▶ _EXERCISE OBJECTIVE_: Return verbatim the lines of the records, starting with the line containing "target | drooping leaf" and continuing through the line containing "(1157, 728)", including both.

— Start —

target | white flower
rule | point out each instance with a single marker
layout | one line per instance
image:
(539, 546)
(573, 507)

— End —
— Start —

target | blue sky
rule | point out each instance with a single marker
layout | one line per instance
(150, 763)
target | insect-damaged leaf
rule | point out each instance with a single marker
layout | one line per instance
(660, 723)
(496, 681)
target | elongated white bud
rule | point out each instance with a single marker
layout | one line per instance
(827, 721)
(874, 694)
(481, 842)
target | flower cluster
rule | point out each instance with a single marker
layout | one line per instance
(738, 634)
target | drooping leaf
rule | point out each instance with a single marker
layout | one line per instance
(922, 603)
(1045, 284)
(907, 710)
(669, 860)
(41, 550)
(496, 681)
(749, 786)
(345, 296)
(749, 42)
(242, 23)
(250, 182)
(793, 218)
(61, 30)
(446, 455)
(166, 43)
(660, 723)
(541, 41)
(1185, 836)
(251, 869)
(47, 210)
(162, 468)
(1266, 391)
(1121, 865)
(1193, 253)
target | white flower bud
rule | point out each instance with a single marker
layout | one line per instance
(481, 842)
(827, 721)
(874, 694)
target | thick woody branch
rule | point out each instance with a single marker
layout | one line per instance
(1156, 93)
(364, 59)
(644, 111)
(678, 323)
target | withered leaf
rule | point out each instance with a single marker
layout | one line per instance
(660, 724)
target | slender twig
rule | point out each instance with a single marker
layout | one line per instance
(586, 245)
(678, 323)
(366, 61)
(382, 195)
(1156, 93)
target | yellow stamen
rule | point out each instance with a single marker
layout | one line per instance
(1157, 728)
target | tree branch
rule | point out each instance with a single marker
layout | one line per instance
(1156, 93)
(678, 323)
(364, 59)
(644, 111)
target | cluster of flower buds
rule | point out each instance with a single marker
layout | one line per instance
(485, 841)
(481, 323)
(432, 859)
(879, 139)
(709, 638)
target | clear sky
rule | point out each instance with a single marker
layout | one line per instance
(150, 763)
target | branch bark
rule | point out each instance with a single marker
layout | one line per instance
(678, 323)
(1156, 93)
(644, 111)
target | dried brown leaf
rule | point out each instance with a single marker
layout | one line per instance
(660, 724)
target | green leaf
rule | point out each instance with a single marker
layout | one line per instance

— End —

▶ _ANSWER TO THIS EXERCISE_:
target | drooping leaf
rule | point out each instance with a single marker
layout | one line per instance
(922, 603)
(1045, 284)
(907, 710)
(669, 860)
(41, 550)
(496, 681)
(749, 786)
(345, 296)
(749, 42)
(242, 23)
(250, 182)
(793, 218)
(61, 30)
(446, 455)
(166, 43)
(660, 723)
(541, 41)
(1185, 836)
(251, 869)
(47, 210)
(162, 468)
(1266, 391)
(1121, 865)
(1193, 253)
target | white flower bud
rule | point out each instance with a single marker
layout | one line per instance
(481, 842)
(827, 721)
(874, 694)
target | thick woody branch
rule | point out each instance with a single marker
layout | one line per instance
(1156, 93)
(364, 59)
(644, 111)
(678, 323)
target | withered leaf
rule | point out each instance with a single marker
layout | one line per instance
(660, 724)
target | slender twig
rule | point out each instance with a single marker
layout | one line per instance
(586, 245)
(678, 323)
(366, 61)
(382, 195)
(1156, 93)
target | yellow stamen
rule | point out each instance with a single marker
layout | one line per instance
(1157, 728)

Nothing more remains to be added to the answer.